SHORT EXERCISE: Rename "pin" to "marker" throughout the data below, and leave everything else unchanged.

Saved entries:
## Begin
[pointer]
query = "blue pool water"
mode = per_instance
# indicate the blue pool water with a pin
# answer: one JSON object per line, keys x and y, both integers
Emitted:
## End
EXPECTED OUTPUT:
[pointer]
query = "blue pool water"
mode = per_instance
# indicate the blue pool water with a marker
# answer: one JSON object per line, keys x and y, both integers
Emitted:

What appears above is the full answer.